═════ Text ═════
As summer approaches it brings along the warm temperatures. Typically, in Western Washington we stay relatively cool, being near the Sound and ocean keeps temperature moderate. In Eastern Washington, the temperature can get pretty warm and stay that way for several weeks. In Washington State the Outdoor Heat Exposure rule takes effect starting May 1st and ending September 30th. Therefore, there is the need to make sure all workers understand the seriousness of being exposed to warm outdoor temperatures.
Heat Related Illness (RHI) occurs when the body’s means of controlling its internal temperature starts to fail. The body cools itself by blood flow to the skin’s surface and by sweating. The sweat evaporates from the body which results in a cooling effect. Keep in mind that excessive sweating can lead to dehydration, therefore drink plenty of water (a cup every 15-20 minutes). Don’t wait until you are thirsty!
Factors such as air temperature, work rate, humidity, clothing worn while working, age, weight, personal fitness, medical conditions (diabetes, heart condition, etc.), medications (water pills, blood pressure, heart condition, allergies, etc. – check with your doctor), caffeine, and alcohol may lead to heat illness. Clothing, PPE’s, and humidity can restrict sweat evaporation and not allow the body to cool. The body continues to produce heat but can’t release the heat, so the deep body temperature rises. Eventually the body’s control mechanism starts to fail. When this occurs symptoms of heat illness start to appear.
There are 4 different types of heat-related illnesses:
- Heat Rash
- Heat Cramps
- Heat Exhaustion
- Heat Stroke
Typical symptoms of heat illnesses are:
- Red bumps
- Muscle spasms in legs or abdomen
- Red or flushed hot dry skin
- Heavy sweating
- Clammy, moist skin
- Bizarre behavior
- Mental confusion or losing consciousness
- Panting or Panting and/or rapid breathing
Watch out for yourself and coworkers. If you, or a coworker, experience symptoms, notify your supervisor and/or call 911 immediately and cool the person. Cool the person by moving to a shaded area, fanning, spraying with cool water, remove restrictive clothing, provide cool drinking water, etc. It is important to get treatment before harmful damage is done to the body.
To prevent heat illness keep hydrated throughout the day, eat properly, build up a tolerance to heat, wear breathable clothing (if possible), remove PPE while taking breaks in cool shaded areas, avoid caffeine and alcohol, work during cooler parts of the day, and watch out for yourself and coworkers.
Safety standards require employees be trained on Heat Related Illness and the employer’s safety program to identify, evaluate, and control hazards. Ask your supervisor for a copy of the HRI rule.
═════ Stored data ═════
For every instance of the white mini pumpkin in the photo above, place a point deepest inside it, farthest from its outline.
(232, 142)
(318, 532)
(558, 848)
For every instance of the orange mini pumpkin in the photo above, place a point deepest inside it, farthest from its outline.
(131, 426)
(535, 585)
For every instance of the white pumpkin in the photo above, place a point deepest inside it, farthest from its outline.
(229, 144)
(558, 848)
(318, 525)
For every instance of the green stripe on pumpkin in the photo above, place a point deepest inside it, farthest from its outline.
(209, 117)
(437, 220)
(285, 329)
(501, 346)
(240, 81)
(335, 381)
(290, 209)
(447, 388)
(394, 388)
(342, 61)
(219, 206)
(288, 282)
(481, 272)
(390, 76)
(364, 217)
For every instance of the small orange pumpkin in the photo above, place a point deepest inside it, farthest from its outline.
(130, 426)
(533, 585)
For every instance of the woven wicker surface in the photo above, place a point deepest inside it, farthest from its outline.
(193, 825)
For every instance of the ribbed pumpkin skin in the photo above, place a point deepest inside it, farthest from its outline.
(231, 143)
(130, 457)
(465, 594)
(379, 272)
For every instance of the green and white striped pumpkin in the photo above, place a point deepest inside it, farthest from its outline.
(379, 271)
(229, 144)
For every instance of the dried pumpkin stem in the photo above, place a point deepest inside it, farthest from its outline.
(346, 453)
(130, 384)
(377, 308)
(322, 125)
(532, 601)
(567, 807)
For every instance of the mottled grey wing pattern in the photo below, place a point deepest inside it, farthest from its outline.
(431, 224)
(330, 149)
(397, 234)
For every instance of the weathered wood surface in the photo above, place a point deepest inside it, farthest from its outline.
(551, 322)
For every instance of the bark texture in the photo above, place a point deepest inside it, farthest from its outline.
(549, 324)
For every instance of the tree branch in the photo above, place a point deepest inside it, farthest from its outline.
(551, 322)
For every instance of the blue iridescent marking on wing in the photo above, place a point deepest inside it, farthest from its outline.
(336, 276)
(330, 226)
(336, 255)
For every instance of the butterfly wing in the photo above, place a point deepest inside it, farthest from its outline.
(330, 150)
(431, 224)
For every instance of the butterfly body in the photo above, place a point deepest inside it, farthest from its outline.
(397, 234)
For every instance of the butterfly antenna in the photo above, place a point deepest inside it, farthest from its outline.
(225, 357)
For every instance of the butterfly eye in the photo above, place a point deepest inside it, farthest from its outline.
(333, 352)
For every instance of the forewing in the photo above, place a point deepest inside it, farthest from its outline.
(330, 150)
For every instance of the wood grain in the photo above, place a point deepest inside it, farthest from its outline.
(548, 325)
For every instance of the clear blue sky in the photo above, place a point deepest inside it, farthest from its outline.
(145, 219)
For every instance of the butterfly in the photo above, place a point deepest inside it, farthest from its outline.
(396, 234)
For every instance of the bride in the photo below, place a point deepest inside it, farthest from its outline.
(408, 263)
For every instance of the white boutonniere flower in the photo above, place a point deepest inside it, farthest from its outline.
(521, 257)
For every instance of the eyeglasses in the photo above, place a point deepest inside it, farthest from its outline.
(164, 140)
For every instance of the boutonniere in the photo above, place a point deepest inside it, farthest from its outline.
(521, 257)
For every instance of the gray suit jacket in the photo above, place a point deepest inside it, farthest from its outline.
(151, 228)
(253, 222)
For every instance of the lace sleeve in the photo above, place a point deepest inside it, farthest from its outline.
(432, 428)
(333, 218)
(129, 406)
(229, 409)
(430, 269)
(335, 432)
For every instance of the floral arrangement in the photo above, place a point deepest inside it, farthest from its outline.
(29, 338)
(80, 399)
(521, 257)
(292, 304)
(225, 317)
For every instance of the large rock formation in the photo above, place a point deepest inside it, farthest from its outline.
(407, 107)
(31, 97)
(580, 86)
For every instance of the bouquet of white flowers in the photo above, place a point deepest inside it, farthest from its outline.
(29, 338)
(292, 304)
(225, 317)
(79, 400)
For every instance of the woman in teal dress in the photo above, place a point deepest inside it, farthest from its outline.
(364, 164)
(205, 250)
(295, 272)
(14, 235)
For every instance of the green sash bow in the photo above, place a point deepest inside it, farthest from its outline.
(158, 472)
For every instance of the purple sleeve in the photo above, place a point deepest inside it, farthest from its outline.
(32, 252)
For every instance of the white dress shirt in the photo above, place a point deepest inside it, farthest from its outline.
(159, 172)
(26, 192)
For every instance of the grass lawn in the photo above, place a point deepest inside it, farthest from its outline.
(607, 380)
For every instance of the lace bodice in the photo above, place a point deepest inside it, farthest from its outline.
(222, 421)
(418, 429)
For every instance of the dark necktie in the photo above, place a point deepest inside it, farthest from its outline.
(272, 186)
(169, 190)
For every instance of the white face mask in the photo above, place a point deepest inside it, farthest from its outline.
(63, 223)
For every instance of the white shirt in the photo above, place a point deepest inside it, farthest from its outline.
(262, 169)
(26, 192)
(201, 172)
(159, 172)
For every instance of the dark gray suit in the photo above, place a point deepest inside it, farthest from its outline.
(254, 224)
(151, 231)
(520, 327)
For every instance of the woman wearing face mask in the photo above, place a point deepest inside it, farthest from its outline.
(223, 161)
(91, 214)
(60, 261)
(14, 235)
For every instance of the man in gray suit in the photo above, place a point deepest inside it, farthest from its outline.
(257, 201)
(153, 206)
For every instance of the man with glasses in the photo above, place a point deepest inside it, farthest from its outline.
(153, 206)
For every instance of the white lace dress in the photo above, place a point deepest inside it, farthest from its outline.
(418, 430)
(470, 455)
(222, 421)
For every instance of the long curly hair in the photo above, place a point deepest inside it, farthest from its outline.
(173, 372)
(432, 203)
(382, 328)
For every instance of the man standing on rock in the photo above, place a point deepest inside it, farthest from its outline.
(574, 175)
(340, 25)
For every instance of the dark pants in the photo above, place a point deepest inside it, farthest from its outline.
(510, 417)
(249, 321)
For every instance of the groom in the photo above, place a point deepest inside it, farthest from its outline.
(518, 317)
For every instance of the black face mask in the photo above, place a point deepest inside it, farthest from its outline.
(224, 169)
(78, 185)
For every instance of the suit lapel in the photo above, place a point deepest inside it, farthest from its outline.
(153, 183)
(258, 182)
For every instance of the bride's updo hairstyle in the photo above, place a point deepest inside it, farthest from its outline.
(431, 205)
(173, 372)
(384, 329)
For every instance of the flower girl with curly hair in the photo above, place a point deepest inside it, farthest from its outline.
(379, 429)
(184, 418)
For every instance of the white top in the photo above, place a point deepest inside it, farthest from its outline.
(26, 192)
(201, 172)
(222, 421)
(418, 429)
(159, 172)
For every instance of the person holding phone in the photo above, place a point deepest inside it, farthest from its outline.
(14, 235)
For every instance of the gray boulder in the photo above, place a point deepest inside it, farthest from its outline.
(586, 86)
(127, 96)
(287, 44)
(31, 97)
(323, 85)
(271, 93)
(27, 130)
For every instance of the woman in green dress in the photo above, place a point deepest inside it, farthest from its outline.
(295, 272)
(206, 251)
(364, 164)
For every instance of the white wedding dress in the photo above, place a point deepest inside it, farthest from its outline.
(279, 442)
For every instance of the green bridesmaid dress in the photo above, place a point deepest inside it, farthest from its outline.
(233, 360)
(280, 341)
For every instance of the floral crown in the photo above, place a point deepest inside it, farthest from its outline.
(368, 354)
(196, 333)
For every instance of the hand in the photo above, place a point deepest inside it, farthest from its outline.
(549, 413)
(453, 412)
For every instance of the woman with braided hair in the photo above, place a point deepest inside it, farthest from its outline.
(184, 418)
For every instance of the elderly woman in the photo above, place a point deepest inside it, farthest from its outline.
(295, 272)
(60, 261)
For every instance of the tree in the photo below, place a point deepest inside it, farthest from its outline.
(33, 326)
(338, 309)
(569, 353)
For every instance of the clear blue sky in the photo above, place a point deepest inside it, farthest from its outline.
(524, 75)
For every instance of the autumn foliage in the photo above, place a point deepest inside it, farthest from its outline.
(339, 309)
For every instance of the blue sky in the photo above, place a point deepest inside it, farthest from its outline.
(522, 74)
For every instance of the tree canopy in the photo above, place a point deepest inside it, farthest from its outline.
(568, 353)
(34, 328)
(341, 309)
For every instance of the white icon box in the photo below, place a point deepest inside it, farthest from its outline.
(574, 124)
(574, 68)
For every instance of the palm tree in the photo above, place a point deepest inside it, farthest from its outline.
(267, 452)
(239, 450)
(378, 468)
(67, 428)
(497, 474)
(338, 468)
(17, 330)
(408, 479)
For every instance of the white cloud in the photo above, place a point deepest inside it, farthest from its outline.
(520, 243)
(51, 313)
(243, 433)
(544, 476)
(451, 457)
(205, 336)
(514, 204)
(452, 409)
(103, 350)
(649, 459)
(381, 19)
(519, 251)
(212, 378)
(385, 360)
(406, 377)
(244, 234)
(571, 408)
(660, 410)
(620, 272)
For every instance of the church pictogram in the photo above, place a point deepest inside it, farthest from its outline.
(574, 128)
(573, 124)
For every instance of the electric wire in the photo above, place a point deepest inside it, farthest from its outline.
═════
Study questions ▸
1. Reproduce everything in the heat illness text from "To prevent heat" down to "the HRI rule.", switching "supervisor" to "manager".
2. According to the heat illness text, during which dates is Washington State's Outdoor Heat Exposure rule in effect?
3. Translate this sentence from the heat illness text into Spanish: "The body cools itself by blood flow to the skin’s surface and by sweating."
The records play no part in this work.

Task results ▸
1.
To prevent heat illness keep hydrated throughout the day, eat properly, build up a tolerance to heat, wear breathable clothing (if possible), remove PPE while taking breaks in cool shaded areas, avoid caffeine and alcohol, work during cooler parts of the day, and watch out for yourself and coworkers.
Safety standards require employees be trained on Heat Related Illness and the employer’s safety program to identify, evaluate, and control hazards. Ask your manager for a copy of the HRI rule.

2. From May 1st through September 30th.

3. El cuerpo se enfría mediante el flujo de sangre hacia la superficie de la piel y mediante el sudor.